START Extracted entries

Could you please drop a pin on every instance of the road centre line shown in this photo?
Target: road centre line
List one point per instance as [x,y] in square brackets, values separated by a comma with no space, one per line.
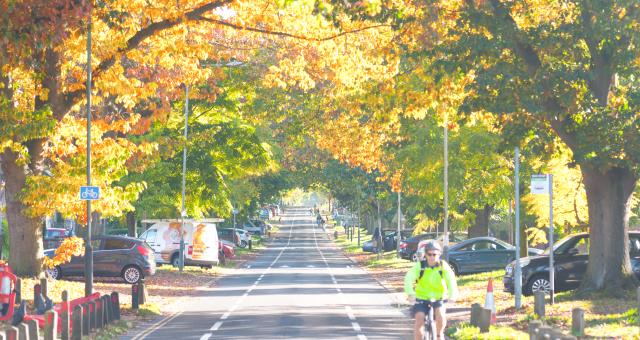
[354,324]
[226,315]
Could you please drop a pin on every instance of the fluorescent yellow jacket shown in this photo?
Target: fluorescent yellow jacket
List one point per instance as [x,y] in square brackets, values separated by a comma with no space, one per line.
[432,285]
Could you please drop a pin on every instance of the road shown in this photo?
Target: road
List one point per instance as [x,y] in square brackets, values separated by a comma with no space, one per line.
[300,287]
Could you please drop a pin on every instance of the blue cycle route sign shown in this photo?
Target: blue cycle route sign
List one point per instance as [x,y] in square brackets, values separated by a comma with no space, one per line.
[89,193]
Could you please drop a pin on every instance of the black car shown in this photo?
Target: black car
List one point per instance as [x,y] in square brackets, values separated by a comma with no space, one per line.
[481,254]
[389,243]
[570,256]
[113,256]
[409,246]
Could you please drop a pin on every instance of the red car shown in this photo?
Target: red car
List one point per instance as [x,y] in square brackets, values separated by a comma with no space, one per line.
[226,249]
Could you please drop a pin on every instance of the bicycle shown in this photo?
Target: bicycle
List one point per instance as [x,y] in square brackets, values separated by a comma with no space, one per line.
[430,332]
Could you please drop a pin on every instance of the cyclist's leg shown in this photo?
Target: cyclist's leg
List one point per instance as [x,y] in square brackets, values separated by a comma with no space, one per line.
[441,320]
[418,326]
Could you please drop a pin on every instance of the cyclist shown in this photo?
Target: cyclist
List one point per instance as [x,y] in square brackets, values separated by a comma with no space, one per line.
[433,278]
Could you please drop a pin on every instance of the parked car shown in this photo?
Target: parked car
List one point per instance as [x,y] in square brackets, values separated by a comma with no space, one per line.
[245,237]
[479,254]
[226,250]
[229,234]
[113,256]
[409,246]
[53,237]
[570,256]
[389,240]
[200,238]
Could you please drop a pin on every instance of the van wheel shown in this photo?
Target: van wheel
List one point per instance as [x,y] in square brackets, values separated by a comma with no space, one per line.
[538,283]
[131,274]
[54,273]
[175,260]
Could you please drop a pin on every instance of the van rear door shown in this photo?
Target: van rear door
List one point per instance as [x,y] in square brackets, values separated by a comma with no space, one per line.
[204,247]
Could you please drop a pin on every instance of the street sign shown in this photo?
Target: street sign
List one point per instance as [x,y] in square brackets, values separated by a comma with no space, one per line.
[540,184]
[91,193]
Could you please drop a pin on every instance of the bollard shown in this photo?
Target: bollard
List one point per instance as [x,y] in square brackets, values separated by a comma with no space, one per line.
[45,288]
[77,329]
[475,314]
[86,319]
[18,291]
[99,314]
[12,333]
[108,309]
[484,323]
[23,332]
[50,325]
[92,315]
[538,308]
[65,318]
[577,321]
[142,292]
[135,302]
[115,303]
[32,329]
[533,329]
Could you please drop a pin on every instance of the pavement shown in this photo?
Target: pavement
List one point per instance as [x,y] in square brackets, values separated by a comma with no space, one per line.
[300,287]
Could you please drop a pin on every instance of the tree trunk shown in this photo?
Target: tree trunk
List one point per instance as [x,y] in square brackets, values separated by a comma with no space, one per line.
[131,224]
[609,197]
[481,227]
[26,249]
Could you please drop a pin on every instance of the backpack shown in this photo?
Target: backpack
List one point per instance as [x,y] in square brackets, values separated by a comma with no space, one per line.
[423,266]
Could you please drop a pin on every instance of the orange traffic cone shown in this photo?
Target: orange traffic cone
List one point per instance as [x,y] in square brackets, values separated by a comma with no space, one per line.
[489,302]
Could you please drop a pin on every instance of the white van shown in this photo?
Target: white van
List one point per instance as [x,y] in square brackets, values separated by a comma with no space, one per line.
[200,238]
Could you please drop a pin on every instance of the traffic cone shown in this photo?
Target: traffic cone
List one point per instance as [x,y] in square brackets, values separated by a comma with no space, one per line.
[489,302]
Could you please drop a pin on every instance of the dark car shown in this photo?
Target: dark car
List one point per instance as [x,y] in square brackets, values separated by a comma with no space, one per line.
[482,254]
[53,237]
[409,246]
[389,242]
[113,256]
[229,235]
[570,257]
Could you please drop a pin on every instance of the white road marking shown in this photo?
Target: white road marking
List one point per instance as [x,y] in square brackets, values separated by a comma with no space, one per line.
[352,317]
[226,315]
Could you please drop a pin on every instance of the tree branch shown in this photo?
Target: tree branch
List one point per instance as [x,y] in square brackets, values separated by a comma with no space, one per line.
[285,34]
[133,42]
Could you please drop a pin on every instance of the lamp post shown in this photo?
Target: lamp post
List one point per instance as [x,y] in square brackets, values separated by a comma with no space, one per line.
[183,212]
[88,251]
[445,242]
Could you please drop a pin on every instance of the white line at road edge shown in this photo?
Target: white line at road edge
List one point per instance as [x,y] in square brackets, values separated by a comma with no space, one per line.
[226,315]
[354,323]
[156,326]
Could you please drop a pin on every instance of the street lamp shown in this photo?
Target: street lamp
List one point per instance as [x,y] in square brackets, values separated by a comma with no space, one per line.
[88,251]
[183,212]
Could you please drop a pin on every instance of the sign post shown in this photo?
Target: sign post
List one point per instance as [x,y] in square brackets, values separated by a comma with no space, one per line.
[540,185]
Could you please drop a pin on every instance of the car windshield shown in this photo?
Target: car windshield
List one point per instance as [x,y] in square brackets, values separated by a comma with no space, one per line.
[559,244]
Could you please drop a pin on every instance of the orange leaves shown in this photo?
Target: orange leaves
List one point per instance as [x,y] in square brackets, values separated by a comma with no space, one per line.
[71,246]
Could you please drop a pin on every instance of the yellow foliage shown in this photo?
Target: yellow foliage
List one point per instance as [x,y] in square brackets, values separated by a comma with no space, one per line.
[71,246]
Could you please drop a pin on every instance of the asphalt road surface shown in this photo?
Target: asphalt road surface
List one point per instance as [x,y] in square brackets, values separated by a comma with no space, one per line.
[300,287]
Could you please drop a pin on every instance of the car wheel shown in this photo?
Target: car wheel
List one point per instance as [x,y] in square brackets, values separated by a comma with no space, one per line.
[54,273]
[538,283]
[131,274]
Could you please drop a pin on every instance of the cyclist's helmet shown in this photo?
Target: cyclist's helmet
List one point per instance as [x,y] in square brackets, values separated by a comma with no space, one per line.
[432,245]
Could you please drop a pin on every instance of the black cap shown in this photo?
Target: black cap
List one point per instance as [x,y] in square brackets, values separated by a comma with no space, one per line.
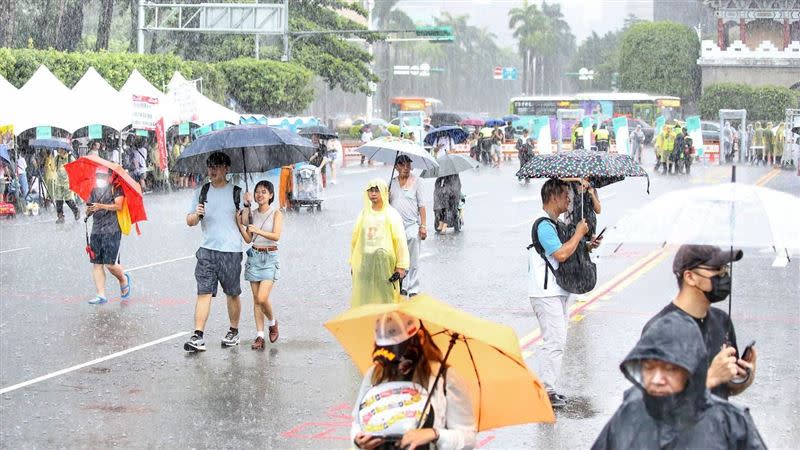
[691,256]
[218,159]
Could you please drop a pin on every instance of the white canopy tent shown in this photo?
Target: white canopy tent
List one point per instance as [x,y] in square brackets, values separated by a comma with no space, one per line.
[137,84]
[97,103]
[190,105]
[8,104]
[44,101]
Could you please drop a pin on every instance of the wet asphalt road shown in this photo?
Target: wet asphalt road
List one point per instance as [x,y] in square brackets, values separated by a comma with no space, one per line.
[299,392]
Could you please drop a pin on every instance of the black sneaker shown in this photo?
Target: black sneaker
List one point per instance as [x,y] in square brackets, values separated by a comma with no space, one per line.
[557,400]
[195,344]
[231,339]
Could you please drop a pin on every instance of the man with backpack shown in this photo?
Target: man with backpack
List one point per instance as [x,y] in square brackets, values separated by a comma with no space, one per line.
[554,243]
[219,258]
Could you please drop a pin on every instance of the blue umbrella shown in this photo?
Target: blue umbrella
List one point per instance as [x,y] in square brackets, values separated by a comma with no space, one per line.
[456,133]
[255,148]
[494,123]
[51,143]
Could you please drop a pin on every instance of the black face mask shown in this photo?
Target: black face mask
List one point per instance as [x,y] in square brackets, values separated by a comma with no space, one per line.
[720,288]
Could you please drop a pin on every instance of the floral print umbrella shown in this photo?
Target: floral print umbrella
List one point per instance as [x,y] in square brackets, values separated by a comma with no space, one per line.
[602,168]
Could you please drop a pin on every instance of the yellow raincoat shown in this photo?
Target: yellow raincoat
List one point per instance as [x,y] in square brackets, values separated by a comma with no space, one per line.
[378,246]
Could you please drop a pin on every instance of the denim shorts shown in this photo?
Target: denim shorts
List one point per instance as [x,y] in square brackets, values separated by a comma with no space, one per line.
[262,266]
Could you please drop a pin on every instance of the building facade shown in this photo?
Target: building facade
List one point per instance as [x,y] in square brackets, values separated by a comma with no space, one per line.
[757,43]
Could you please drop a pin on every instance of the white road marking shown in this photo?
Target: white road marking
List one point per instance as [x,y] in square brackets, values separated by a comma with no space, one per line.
[475,195]
[527,222]
[14,250]
[341,224]
[780,261]
[90,363]
[159,263]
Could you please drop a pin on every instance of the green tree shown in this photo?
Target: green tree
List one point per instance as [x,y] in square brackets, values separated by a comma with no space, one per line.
[661,57]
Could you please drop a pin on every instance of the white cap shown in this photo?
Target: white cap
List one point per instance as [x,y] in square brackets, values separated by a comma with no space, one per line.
[394,328]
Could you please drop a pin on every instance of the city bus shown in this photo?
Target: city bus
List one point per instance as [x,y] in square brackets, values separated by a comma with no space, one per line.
[426,104]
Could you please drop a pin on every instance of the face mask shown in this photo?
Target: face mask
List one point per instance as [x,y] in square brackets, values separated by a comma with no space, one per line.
[720,288]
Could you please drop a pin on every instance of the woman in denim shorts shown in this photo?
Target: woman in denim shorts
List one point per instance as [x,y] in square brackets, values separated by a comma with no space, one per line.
[262,267]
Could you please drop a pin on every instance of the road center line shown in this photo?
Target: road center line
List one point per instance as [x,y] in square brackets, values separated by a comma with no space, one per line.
[159,263]
[90,363]
[14,250]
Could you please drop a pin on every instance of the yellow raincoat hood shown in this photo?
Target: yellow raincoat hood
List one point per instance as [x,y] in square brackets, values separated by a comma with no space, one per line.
[377,247]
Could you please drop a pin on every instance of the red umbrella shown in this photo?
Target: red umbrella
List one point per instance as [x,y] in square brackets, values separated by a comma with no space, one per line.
[472,121]
[82,180]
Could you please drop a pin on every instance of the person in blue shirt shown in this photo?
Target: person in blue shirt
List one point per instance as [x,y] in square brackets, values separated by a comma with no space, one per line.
[219,258]
[550,304]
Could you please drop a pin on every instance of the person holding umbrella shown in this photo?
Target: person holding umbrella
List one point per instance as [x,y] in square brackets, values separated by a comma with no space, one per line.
[104,202]
[61,193]
[219,258]
[670,405]
[405,352]
[406,195]
[378,249]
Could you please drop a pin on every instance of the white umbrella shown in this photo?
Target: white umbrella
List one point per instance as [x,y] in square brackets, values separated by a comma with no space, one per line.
[730,214]
[450,164]
[387,148]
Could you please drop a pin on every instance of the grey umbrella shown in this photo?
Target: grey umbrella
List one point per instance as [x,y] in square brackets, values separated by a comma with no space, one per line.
[450,164]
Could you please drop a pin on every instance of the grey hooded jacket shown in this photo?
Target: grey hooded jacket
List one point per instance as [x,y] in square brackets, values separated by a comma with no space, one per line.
[693,418]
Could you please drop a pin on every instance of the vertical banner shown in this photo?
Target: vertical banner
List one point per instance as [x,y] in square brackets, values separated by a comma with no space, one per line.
[183,129]
[44,133]
[621,135]
[145,112]
[696,133]
[95,131]
[660,122]
[541,132]
[586,122]
[161,140]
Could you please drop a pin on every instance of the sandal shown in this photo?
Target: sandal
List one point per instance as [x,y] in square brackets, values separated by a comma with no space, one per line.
[97,300]
[125,291]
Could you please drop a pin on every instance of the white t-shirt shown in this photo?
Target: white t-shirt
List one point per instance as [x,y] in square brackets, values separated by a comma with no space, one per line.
[536,272]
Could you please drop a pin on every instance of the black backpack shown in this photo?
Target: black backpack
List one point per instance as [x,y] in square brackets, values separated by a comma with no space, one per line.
[237,194]
[577,274]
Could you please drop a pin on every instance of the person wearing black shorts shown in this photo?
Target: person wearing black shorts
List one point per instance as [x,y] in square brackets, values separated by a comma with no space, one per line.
[219,258]
[104,202]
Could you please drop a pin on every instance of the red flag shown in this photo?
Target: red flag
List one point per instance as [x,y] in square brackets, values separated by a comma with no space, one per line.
[162,144]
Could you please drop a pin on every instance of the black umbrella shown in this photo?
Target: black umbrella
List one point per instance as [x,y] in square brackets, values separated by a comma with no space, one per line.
[255,148]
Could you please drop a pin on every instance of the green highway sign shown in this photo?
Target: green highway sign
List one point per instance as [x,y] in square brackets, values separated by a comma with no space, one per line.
[436,34]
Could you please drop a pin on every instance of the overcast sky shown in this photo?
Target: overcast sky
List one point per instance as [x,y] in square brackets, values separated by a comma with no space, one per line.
[583,16]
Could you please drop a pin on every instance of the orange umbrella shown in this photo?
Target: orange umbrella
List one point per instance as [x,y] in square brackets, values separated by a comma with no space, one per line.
[486,355]
[81,173]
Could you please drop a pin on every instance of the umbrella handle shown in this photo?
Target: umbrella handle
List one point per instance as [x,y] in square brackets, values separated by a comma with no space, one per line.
[442,368]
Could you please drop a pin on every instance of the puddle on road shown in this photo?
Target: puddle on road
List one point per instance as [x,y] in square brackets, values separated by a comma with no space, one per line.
[577,408]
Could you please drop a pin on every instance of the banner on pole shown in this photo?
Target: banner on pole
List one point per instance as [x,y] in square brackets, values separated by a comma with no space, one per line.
[541,133]
[44,133]
[621,134]
[696,133]
[145,112]
[161,140]
[183,129]
[95,131]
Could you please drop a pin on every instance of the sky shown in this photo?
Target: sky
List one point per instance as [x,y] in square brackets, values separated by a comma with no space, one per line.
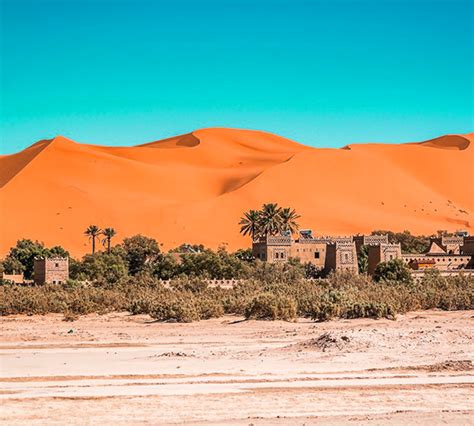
[322,72]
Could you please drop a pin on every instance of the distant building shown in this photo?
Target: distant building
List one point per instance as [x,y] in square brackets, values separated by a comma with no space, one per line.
[449,254]
[382,253]
[14,278]
[53,270]
[326,253]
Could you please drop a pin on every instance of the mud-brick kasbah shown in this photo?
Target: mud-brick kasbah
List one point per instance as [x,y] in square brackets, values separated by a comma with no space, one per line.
[450,255]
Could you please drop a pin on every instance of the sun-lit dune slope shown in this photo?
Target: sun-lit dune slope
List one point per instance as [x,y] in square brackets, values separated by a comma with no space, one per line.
[193,188]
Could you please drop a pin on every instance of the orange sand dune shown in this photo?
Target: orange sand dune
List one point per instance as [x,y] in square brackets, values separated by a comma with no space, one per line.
[193,188]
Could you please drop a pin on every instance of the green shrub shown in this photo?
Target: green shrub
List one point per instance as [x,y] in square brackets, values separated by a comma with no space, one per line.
[271,306]
[180,309]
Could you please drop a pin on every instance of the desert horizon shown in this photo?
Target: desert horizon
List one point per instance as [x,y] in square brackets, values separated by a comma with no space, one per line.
[239,212]
[146,189]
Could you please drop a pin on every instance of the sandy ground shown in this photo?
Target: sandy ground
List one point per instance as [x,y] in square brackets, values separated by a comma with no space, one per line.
[117,369]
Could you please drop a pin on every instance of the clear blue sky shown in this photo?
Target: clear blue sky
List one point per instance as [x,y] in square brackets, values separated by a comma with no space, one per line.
[322,72]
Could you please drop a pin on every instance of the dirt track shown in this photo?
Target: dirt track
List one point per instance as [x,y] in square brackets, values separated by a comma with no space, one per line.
[127,369]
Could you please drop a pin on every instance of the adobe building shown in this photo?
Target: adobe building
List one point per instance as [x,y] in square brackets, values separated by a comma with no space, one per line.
[341,257]
[449,244]
[326,253]
[369,240]
[446,254]
[382,253]
[53,270]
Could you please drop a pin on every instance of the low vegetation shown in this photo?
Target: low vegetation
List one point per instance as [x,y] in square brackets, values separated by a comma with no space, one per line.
[275,293]
[136,276]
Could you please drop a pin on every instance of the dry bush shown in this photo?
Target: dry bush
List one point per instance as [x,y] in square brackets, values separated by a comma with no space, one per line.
[271,306]
[275,296]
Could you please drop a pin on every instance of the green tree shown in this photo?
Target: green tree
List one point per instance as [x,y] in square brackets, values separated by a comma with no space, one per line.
[270,222]
[102,267]
[108,233]
[93,232]
[409,243]
[289,219]
[140,252]
[165,267]
[250,224]
[393,270]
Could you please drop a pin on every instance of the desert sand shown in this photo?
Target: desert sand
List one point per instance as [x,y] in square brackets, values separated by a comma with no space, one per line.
[122,369]
[194,188]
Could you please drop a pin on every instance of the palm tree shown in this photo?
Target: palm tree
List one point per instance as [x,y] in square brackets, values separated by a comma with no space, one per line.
[270,219]
[289,218]
[250,224]
[108,233]
[93,232]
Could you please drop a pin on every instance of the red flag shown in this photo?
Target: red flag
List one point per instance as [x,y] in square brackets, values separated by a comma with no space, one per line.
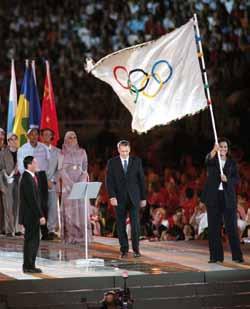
[49,115]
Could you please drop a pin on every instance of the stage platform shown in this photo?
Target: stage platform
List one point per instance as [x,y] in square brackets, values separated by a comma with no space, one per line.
[59,260]
[168,275]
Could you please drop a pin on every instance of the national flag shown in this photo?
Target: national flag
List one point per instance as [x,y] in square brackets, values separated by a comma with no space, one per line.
[12,107]
[158,81]
[49,114]
[21,124]
[35,108]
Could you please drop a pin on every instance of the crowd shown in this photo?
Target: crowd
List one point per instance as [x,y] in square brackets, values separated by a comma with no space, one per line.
[173,211]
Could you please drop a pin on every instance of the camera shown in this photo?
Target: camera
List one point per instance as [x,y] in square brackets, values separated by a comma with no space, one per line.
[118,299]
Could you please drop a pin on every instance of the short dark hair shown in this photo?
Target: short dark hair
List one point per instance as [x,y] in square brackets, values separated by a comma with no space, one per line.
[27,161]
[226,140]
[123,142]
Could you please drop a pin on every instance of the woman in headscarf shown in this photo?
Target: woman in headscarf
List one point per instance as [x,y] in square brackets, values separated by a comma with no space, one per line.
[72,166]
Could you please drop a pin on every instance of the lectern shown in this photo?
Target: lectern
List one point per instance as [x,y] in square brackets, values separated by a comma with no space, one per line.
[85,190]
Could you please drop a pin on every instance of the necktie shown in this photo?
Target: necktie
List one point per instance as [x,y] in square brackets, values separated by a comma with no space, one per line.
[35,179]
[125,166]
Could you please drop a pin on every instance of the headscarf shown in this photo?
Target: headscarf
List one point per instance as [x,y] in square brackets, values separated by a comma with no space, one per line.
[66,147]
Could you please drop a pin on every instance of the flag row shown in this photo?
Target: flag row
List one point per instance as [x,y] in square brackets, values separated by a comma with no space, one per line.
[26,113]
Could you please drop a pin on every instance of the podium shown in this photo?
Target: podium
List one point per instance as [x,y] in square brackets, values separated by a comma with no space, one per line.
[86,190]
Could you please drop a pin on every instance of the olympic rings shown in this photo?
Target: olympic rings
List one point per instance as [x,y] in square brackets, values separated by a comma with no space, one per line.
[145,80]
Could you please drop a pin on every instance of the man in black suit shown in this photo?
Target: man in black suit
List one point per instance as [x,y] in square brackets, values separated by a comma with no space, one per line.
[219,196]
[126,189]
[31,216]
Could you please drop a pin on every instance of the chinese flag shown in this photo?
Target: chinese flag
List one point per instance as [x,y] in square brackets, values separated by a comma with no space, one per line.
[49,115]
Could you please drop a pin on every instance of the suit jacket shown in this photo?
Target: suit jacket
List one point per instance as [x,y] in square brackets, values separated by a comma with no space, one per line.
[210,192]
[30,209]
[121,185]
[7,165]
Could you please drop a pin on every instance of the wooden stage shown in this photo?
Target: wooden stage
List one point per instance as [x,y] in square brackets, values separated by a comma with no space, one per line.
[58,260]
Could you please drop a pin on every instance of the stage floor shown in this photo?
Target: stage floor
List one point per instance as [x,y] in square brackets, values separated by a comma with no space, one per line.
[58,260]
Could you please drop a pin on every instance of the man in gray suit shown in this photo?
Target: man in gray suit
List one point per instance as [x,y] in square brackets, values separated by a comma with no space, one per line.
[10,178]
[47,136]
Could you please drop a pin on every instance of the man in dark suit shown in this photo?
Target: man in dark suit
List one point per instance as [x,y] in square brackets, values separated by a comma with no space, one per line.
[31,216]
[219,196]
[126,190]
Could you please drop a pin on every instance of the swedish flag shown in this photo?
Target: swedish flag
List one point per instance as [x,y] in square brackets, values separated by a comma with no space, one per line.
[21,124]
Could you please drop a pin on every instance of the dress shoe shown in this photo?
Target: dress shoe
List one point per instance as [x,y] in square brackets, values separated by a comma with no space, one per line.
[240,260]
[53,236]
[137,254]
[124,255]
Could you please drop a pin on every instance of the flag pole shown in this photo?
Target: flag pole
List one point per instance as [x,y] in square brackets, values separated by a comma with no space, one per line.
[206,86]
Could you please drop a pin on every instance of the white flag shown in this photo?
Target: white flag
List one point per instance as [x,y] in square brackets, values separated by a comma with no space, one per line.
[12,107]
[158,81]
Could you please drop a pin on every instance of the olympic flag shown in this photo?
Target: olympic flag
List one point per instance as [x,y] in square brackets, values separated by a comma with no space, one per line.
[158,81]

END Extracted entries

Take the line above containing "dark car shown in this photo?", the line containing "edge shown in this photo?", and all lines in between, and copy them exactly without anything else.

> _Reply_
Could you please drop a pin on every instance of the dark car shown in this photo?
Target: dark car
List one point per instance as [x,y] in square brackets, values separated by a comma with no space, one per line.
[482,254]
[53,237]
[409,246]
[389,242]
[113,256]
[229,235]
[570,257]
Could you please drop a pin on every instance of the white road marking shown in this photo?
Target: white road marking
List one point per instance as [x,y] in square brackets, values separated by a comma with no space, one per line.
[352,317]
[226,315]
Could you please drop a pin on every instance of the tree branch shown in this photo?
Target: tree branch
List one point per instance as [x,y] in square brackets, values separated by a comma with no space, one per line.
[285,34]
[133,42]
Could you please drop a pin on every instance of the lamp post shown in this photo?
Target: lamp post
List one point per instance as [x,y] in square brackets, values separated by a comma with no space, one per line.
[183,212]
[88,251]
[445,242]
Could you please drop a pin on every instance of the white line at road edge shown in this photo?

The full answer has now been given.